Activity
Below is a block of records; reproduce all of them exactly and leave out any pictures.

Provided entries
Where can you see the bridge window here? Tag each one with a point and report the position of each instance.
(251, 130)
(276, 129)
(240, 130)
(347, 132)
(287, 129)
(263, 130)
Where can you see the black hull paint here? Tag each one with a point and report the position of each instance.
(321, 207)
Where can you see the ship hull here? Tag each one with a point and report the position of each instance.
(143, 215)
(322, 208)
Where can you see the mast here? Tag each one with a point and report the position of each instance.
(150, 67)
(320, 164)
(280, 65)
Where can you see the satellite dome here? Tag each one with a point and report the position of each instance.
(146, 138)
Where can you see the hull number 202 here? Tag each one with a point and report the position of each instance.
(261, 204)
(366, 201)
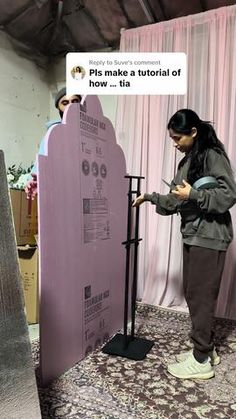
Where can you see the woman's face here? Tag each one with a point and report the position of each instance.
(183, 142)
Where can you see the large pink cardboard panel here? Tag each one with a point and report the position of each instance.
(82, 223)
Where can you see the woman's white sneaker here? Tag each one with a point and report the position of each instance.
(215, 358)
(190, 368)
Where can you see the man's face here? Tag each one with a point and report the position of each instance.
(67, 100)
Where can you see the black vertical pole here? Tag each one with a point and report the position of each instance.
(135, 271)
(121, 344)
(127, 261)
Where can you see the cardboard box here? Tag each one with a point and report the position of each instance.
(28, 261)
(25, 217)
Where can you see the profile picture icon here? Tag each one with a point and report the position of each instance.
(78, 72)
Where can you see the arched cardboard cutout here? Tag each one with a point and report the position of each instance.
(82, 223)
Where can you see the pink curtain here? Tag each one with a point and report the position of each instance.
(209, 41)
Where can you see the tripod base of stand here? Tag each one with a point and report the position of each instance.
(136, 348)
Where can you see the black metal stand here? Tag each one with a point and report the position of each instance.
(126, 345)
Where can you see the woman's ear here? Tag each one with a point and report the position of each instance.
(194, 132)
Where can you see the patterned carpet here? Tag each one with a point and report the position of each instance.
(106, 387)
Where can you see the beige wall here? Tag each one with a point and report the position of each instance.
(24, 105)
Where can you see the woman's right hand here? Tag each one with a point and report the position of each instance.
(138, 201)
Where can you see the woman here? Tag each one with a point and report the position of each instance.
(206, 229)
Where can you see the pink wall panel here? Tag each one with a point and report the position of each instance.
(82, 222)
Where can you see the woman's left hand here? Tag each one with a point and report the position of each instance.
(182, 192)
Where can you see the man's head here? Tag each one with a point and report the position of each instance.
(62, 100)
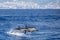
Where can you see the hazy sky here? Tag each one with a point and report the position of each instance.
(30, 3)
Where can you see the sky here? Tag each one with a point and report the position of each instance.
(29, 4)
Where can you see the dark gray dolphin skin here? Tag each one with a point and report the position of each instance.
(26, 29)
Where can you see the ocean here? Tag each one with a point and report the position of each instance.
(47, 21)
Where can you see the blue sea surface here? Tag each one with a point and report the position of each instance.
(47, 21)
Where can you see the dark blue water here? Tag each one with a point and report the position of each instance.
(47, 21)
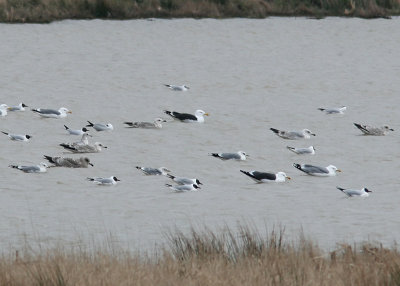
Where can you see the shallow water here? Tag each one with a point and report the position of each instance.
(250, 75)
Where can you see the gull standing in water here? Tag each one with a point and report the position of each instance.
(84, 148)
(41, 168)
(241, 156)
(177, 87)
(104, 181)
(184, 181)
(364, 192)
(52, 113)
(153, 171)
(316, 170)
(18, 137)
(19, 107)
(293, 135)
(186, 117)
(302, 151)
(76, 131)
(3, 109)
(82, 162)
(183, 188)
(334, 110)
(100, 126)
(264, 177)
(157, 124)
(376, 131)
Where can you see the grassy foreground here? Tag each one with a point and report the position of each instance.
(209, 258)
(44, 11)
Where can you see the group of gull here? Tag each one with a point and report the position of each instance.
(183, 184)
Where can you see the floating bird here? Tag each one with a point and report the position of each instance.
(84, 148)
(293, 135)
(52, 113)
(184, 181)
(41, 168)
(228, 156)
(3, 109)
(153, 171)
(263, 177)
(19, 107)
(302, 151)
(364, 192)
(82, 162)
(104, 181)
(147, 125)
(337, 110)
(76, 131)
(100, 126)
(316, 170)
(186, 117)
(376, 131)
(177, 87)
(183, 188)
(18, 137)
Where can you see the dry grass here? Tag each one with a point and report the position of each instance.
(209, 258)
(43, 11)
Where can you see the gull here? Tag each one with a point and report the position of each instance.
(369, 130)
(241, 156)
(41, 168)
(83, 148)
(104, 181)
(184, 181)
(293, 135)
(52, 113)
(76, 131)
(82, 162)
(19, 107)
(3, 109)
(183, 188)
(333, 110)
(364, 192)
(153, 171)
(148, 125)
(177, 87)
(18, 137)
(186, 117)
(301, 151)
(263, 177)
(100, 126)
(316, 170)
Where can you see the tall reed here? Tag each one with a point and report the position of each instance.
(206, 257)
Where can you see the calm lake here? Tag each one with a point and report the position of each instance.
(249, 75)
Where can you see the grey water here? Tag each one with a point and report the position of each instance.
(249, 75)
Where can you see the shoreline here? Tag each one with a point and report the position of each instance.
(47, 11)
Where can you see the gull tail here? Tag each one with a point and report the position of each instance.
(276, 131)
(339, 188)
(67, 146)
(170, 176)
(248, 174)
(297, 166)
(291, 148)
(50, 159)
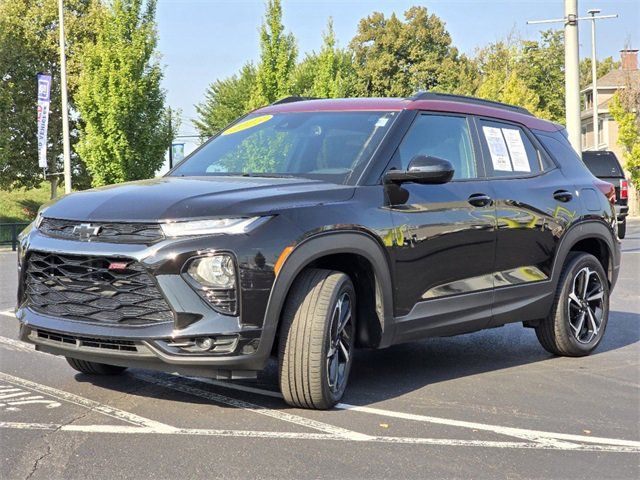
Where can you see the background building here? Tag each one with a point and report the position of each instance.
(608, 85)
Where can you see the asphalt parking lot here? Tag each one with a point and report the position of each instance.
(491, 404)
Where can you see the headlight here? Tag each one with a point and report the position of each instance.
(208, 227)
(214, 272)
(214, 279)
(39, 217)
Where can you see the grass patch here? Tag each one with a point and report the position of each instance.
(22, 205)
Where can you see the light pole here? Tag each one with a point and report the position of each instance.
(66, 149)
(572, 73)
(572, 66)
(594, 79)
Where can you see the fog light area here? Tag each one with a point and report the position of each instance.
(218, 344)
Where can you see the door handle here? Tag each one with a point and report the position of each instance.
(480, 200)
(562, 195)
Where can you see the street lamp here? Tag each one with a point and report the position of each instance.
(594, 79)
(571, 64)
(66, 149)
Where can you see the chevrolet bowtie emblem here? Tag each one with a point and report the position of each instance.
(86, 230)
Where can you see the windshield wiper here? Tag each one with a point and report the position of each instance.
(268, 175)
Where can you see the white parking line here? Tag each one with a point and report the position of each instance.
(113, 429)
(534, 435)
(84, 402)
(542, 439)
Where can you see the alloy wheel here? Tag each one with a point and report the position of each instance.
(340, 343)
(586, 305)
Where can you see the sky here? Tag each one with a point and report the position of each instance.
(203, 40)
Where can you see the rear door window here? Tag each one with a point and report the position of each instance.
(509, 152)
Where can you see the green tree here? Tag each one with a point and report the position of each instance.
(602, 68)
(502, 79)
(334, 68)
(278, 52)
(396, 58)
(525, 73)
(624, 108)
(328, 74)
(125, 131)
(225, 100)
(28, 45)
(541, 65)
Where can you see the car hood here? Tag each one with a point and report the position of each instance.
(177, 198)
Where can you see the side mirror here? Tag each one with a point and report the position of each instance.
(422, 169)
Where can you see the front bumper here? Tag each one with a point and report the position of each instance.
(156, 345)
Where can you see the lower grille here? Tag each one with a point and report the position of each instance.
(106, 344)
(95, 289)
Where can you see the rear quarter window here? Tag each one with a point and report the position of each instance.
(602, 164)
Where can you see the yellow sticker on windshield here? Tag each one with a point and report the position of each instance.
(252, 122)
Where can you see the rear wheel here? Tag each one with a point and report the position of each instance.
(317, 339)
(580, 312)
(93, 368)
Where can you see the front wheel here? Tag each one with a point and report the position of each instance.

Written solution
Where can you see the bridge window here? Tag each one with a point and report the position of each instance.
(251, 130)
(276, 129)
(240, 130)
(347, 132)
(287, 129)
(263, 130)
Where can you see the black hull paint here? Tag each one with a point and report the position of each instance.
(321, 207)
Where can you see the ship hull here? Tag each one with a point and report the position of each instance.
(143, 215)
(322, 208)
Where can you see the mast here? Tag each one with a point and report the position of each instance.
(150, 67)
(320, 164)
(280, 65)
Where can you see the satellite dome here? Tag each one with a point and report the position of each instance.
(146, 138)
Where can you see the hull number 202 here? Tag each one with a point and report the position of each instance.
(261, 204)
(366, 201)
Where can you see the woman's face here? Tag each one with a point and report the position of each instance.
(183, 142)
Where can you see the large pink cardboard panel here? Tag each one with a point and report the position of each instance.
(82, 223)
Where can you see the woman's white sneaker here? Tag each one with a point and report the position of each instance.
(215, 358)
(190, 368)
Where can you see the man's face here? Tag each one with a point and report the position of each instance.
(67, 100)
Where can you see the black vertical pole here? Tag each one with a point and report the position of each instance.
(135, 271)
(121, 344)
(127, 261)
Where can you see the cardboard box here? Tag each one with a point and report the position of each instance.
(28, 261)
(25, 217)
Where can you see the profile picture icon here? Tag each one with a point and report the position of each instance.
(78, 72)
Where can you see the arched cardboard cutout here? Tag each one with a point and report the position of each instance.
(82, 223)
Where can you see the pink curtain here? Tag each one with a point and report the position of each instance.
(209, 41)
Where can you see the tripod base of stand here? Tag each one with a point and report the position of each instance.
(136, 348)
Where can you see the black metal stand here? Tag each one with a point and report the position of each instance.
(126, 345)
Where can you see the woman's ear here? Tag each one with a point and report the position of each instance.
(194, 132)
Where can you see the patterned carpet here? Tag each one with a point and report the position of each instance.
(106, 387)
Where can you see the beige wall here? Tag each one with a point and report the position of each instance.
(24, 105)
Where can you see the woman's right hand here? Tag each one with a point and report the position of each instance.
(138, 201)
Where can you see the woman here? Tag each one with a point and report the position of each instance.
(206, 229)
Where can you see the pink wall panel here? Tag each one with a point and report the position of each instance.
(82, 222)
Where can you see the woman's left hand here? Tag each one with a point and report the position of each instance.
(182, 192)
Where can you see the man's head here? Tag each one with a point and report the position of each instance.
(62, 100)
Where can you see the hazy sky here? Tag each one with a point and report the position of each instance.
(30, 3)
Where can you see the sky here? Tag each one with a point and report the position of each instance.
(29, 4)
Where can you see the dark gray dolphin skin here? Tag each one with a point and report the position of each instance.
(26, 29)
Where can you see the ocean here? Tag each one with a point and report the position of each instance.
(47, 21)
Where can you see the blue sea surface here? Tag each one with a point and report the position of each instance.
(47, 21)
Where can you see the dark blue water here? Tag each one with a point and report the position of each instance.
(47, 21)
Where can you see the shallow water here? Tag each one with a point and report the position of each instance.
(250, 75)
Where can you see the gull standing in water here? Tag each one with a point and report the position of each instance.
(84, 148)
(41, 168)
(241, 156)
(177, 87)
(104, 181)
(184, 181)
(364, 192)
(52, 113)
(153, 171)
(316, 170)
(18, 137)
(19, 107)
(293, 135)
(186, 117)
(302, 151)
(76, 131)
(3, 109)
(82, 162)
(183, 188)
(334, 110)
(100, 126)
(264, 177)
(157, 124)
(376, 131)
Where can you see the grassy foreground here? Tag each one with a point and report the position of each instance.
(209, 258)
(44, 11)
Where can you see the group of gull here? Tag each one with a point and report the position of each instance.
(183, 184)
Where can you see the floating bird here? Tag each one with a point and report the position of each instance.
(84, 148)
(293, 135)
(52, 113)
(184, 181)
(41, 168)
(228, 156)
(3, 109)
(153, 171)
(263, 177)
(19, 107)
(302, 151)
(364, 192)
(82, 162)
(104, 181)
(147, 125)
(337, 110)
(76, 131)
(100, 126)
(316, 170)
(186, 117)
(376, 131)
(177, 87)
(183, 188)
(18, 137)
Where can you see the dry grass here? Tag each one with a point and report the position of each instance.
(209, 258)
(43, 11)
Where can you see the gull here? Tag each one with a point and report the position of each instance.
(369, 130)
(241, 156)
(41, 168)
(83, 148)
(104, 181)
(184, 181)
(293, 135)
(52, 113)
(76, 131)
(82, 162)
(19, 107)
(3, 109)
(183, 188)
(333, 110)
(364, 192)
(153, 171)
(148, 125)
(177, 87)
(18, 137)
(186, 117)
(301, 151)
(263, 177)
(100, 126)
(316, 170)
Where can you see the tall reed here? Tag each one with a point and report the position of each instance.
(206, 257)
Where can you see the calm lake here? Tag each one with a point and report the position of each instance.
(249, 75)
Where can you see the grey water here? Tag each one with a point and report the position of each instance.
(249, 75)
Where can you see the shoreline here? Tag each one with a point and report the position of each instance.
(47, 11)
Where can you see the gull tail here? Tag each one with a point and report the position of each instance.
(276, 131)
(339, 188)
(67, 146)
(170, 176)
(248, 174)
(297, 166)
(291, 148)
(50, 159)
Where can you see the background building here? Tag each one with a point and report the position of each instance.
(608, 85)
Where can you see the asphalt parking lot here? Tag each one with a point and report the position of each instance.
(491, 404)
Where can you see the headlight here? Tag each one with a point and report the position of each instance.
(208, 227)
(214, 272)
(214, 279)
(39, 217)
Where can you see the grass patch here? Tag each one with a point and report the position of each instance.
(22, 205)
Where can you see the light pole here? Tag each one with a point and report the position of each instance.
(66, 149)
(572, 73)
(572, 66)
(594, 79)
Where can you see the fog light area here? Tag each one with a point and report the position of each instance.
(218, 344)
Where can you see the door handle here? Tag each one with a point and report the position of each instance.
(480, 200)
(562, 195)
Where can you see the street lamp here? Tag each one with a point and report the position of each instance.
(594, 79)
(571, 64)
(66, 149)
Where can you see the chevrolet bowtie emblem here? Tag each one with a point and report the position of each instance.
(86, 230)
Where can you see the windshield wiper here? Tag each one with a point and report the position of each instance.
(268, 175)
Where can you see the white parking line here? Tag each one with a point and report the position of each instance.
(113, 429)
(534, 435)
(84, 402)
(542, 439)
Where can you see the alloy wheel here? Tag each one with a point and report the position of each instance.
(340, 343)
(586, 305)
Where can you see the sky here? Tag each one with a point and report the position of each instance.
(203, 40)
Where can you see the rear door window here? Tag each one with a point and report the position of each instance.
(509, 152)
Where can you see the green tree here? Tag each one with a point and report the position of each instance.
(602, 68)
(502, 79)
(334, 68)
(278, 52)
(396, 58)
(525, 73)
(624, 108)
(328, 74)
(125, 131)
(225, 100)
(28, 45)
(541, 65)
Where can you see the car hood here? Tag each one with a point and report the position of each instance.
(177, 198)
Where can you see the side mirror here? Tag each one with a point and report the position of each instance.
(422, 169)
Where can you see the front bumper here? Tag each one with a point and report the position of each instance.
(156, 345)
Where can you see the lower grille here? Tag each one with a point and report the position of each instance.
(106, 344)
(95, 289)
Where can you see the rear quarter window here? Tag each one with a point and report the position of each instance.
(602, 164)
Where can you see the yellow sticker on windshield here? Tag each one with a point and report the position of each instance.
(252, 122)
Where can you see the rear wheel here? Tag each one with a point and report the position of each instance.
(317, 339)
(580, 312)
(93, 368)
Where can you see the front wheel here? Tag each one with a point and report the position of each instance.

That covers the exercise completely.